* _Goal of the exercise_
Return each line of the material below that contains the string "instance". Case counts.
— START OF Material shown —
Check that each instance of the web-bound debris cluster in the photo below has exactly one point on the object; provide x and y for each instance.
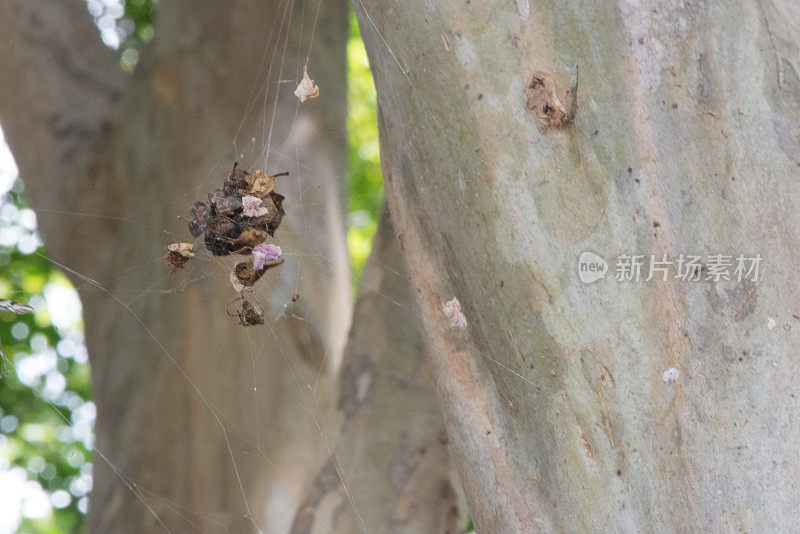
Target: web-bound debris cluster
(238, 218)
— END OF Material shown —
— START OF Material shown —
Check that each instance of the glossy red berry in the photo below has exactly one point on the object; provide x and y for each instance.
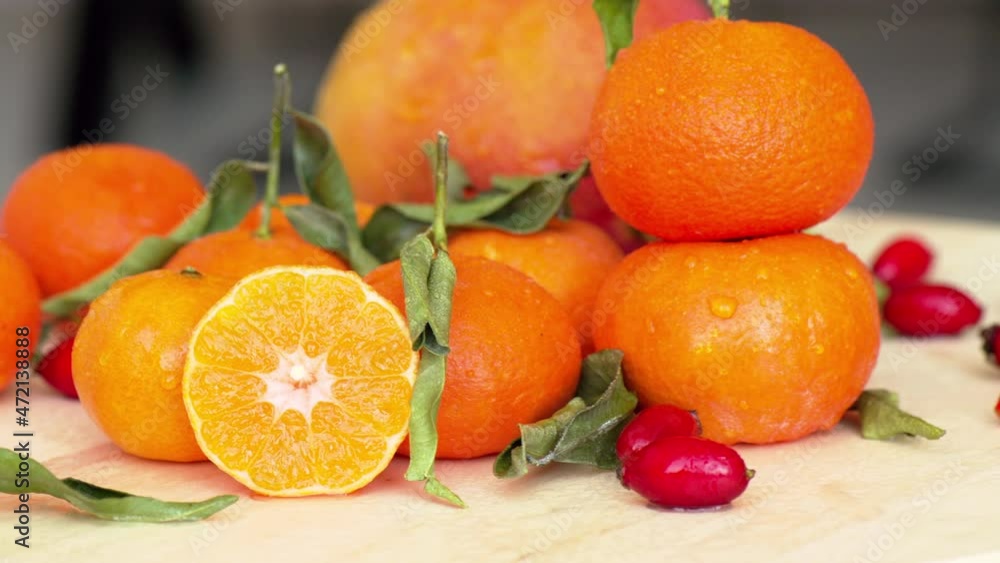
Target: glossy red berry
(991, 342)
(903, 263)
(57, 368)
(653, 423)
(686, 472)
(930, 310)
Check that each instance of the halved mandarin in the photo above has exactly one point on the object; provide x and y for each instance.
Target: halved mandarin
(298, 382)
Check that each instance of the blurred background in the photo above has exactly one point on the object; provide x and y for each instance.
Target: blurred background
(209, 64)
— END OF Material shown —
* _Written solution_
Check that each instance of the web-bound debris cluster in the photo below has exactly one point on the object; provide x and y for each instance.
Check that each instance of the glossy red berry in the photo below has exactly one point on the object; provide x and y for each instance.
Check that each instance of the halved mandarin in the photo above has exactly one point on the object; provide x and y for each instance.
Check that each instance of the blurred background in the photo above has exactly one point on the object; provide x and y for each instance.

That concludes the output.